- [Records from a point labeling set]
· · · · · · ·

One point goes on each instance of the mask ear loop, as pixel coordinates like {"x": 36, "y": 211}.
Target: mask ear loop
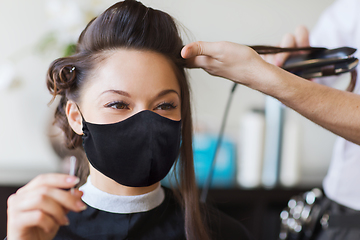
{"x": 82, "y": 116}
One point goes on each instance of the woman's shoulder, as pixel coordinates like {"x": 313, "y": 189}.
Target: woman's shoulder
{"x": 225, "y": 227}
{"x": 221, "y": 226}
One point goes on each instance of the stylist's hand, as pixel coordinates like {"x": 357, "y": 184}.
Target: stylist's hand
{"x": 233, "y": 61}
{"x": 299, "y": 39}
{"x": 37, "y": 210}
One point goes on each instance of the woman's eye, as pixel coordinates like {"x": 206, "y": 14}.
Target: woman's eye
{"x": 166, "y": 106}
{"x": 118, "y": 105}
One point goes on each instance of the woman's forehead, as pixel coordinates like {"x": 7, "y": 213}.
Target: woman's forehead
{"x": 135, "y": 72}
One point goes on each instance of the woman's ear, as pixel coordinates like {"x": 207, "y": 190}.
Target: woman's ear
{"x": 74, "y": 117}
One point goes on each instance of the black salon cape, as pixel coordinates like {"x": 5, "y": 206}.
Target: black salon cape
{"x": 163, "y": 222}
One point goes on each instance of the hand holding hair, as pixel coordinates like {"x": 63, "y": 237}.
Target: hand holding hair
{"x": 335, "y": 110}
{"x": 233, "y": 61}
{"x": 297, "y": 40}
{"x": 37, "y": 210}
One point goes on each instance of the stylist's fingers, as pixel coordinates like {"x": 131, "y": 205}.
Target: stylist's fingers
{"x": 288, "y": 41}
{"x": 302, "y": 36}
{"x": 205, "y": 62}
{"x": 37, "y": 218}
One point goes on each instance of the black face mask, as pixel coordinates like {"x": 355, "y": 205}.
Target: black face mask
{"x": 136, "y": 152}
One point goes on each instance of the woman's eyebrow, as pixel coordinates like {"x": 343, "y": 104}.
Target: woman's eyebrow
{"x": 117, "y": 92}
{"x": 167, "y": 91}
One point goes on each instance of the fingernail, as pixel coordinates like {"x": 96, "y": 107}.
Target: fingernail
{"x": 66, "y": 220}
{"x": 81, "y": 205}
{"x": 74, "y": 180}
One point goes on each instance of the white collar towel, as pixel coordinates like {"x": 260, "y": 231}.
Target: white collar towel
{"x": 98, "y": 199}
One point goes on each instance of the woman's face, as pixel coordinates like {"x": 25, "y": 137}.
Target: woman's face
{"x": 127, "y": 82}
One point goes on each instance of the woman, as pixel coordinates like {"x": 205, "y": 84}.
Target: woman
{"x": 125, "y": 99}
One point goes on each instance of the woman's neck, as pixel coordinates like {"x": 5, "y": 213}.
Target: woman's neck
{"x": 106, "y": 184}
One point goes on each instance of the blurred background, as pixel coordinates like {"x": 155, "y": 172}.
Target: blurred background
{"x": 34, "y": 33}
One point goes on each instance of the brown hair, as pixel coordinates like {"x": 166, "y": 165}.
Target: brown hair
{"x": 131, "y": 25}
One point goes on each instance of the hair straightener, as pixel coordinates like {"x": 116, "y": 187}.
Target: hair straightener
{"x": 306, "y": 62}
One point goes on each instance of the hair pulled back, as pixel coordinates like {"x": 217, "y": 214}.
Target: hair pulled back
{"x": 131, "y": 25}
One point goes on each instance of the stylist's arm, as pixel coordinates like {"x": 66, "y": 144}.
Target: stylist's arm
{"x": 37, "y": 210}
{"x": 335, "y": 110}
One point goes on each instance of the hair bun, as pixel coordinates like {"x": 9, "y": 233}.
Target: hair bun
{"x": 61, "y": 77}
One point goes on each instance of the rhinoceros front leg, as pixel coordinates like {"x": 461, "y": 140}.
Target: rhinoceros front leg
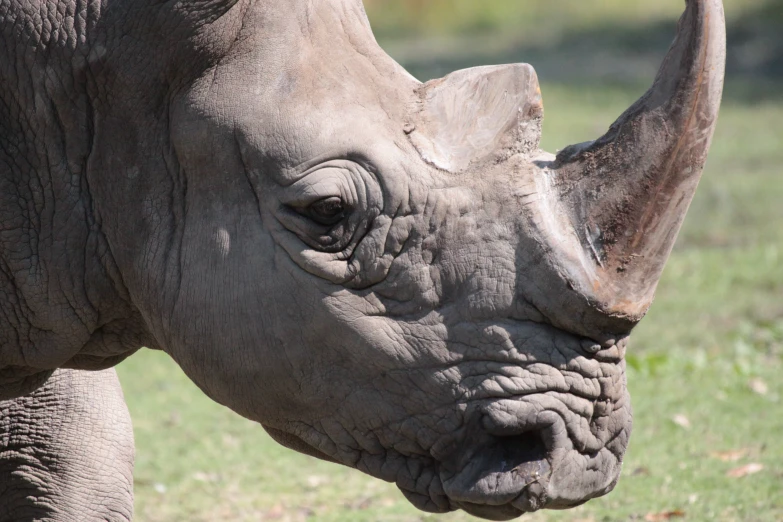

· · · · · · ·

- [What to do] Reproduce every line of the material above verbatim, omitting the pictures.

- [Final result]
One point goes on each instance of the mask ear loop, as pixel coordinates like {"x": 36, "y": 211}.
Target: mask ear loop
{"x": 82, "y": 116}
One point goes on each instance of the woman's shoulder, as pixel coordinates like {"x": 313, "y": 189}.
Target: woman's shoulder
{"x": 225, "y": 227}
{"x": 221, "y": 226}
One point goes on each instance of the stylist's hand, as pixel coordinates like {"x": 357, "y": 184}.
Target: stylist's hand
{"x": 233, "y": 61}
{"x": 299, "y": 39}
{"x": 37, "y": 210}
One point goes on each instance of the woman's eye, as pixel coordinates like {"x": 206, "y": 14}.
Target: woman's eye
{"x": 166, "y": 106}
{"x": 118, "y": 105}
One point goes on each instance of the woman's forehead, as pixel coordinates like {"x": 7, "y": 213}.
Target: woman's forehead
{"x": 135, "y": 72}
One point goes on each instance of the woman's ear, as pixel coordinates like {"x": 207, "y": 190}.
Target: woman's ear
{"x": 74, "y": 117}
One point goes on each instance of the black salon cape, as pixel coordinates like {"x": 5, "y": 206}.
Target: black salon cape
{"x": 163, "y": 222}
One point goes on each instance of the hand holding hair, as pixel coordinates like {"x": 63, "y": 237}.
Target: hand holding hair
{"x": 335, "y": 110}
{"x": 233, "y": 61}
{"x": 297, "y": 40}
{"x": 37, "y": 210}
One point goes on each instance of the stylist's fingers, as pixel coordinates like {"x": 131, "y": 205}.
Target: stylist's fingers
{"x": 288, "y": 41}
{"x": 302, "y": 36}
{"x": 205, "y": 62}
{"x": 37, "y": 218}
One point goes on each instance of the black face mask, as pixel coordinates like {"x": 355, "y": 205}.
Target: black face mask
{"x": 136, "y": 152}
One point goes on each instance of the woman's eyebrow, as pixel coordinates like {"x": 343, "y": 104}.
Target: woman's eyebrow
{"x": 117, "y": 92}
{"x": 167, "y": 91}
One point goes on each instance of the fingernail, as pixel coordinates like {"x": 96, "y": 107}.
Target: fingernail
{"x": 66, "y": 220}
{"x": 81, "y": 205}
{"x": 74, "y": 180}
One point goes on each instance of the white collar towel, as pixel coordinates like {"x": 260, "y": 231}.
Target: white collar towel
{"x": 98, "y": 199}
One point goes on each instance of the woman's face, as pixel coordinates like {"x": 25, "y": 137}.
Target: woman's face
{"x": 127, "y": 82}
One point goes on each instance of the woman, as pixel coordinates like {"x": 205, "y": 84}.
Target: woman
{"x": 125, "y": 99}
One point goes on each instance of the woman's neck, as pixel coordinates like {"x": 5, "y": 213}.
Target: woman's neck
{"x": 106, "y": 184}
One point goes on each instance of the blurred background, as pixel coordinates like {"x": 155, "y": 172}.
Target: blurred background
{"x": 34, "y": 33}
One point goes on each instance of the brown hair, as pixel coordinates like {"x": 166, "y": 165}.
Target: brown hair
{"x": 131, "y": 25}
One point goes on each instance of the hair straightener, as pixel coordinates like {"x": 116, "y": 187}.
Target: hair straightener
{"x": 306, "y": 62}
One point goes on each instance of the hair pulled back, as pixel coordinates like {"x": 217, "y": 214}.
Target: hair pulled back
{"x": 131, "y": 25}
One point goes on each instance of the stylist's arm, as pixel coordinates like {"x": 66, "y": 144}.
Target: stylist's arm
{"x": 37, "y": 210}
{"x": 335, "y": 110}
One point goes on each instance of the hair bun, as pixel coordinates like {"x": 9, "y": 233}.
Target: hair bun
{"x": 61, "y": 77}
One point goes on each instance of the rhinoceros front leg, as pixel coordinates like {"x": 461, "y": 140}.
Target: rhinoceros front leg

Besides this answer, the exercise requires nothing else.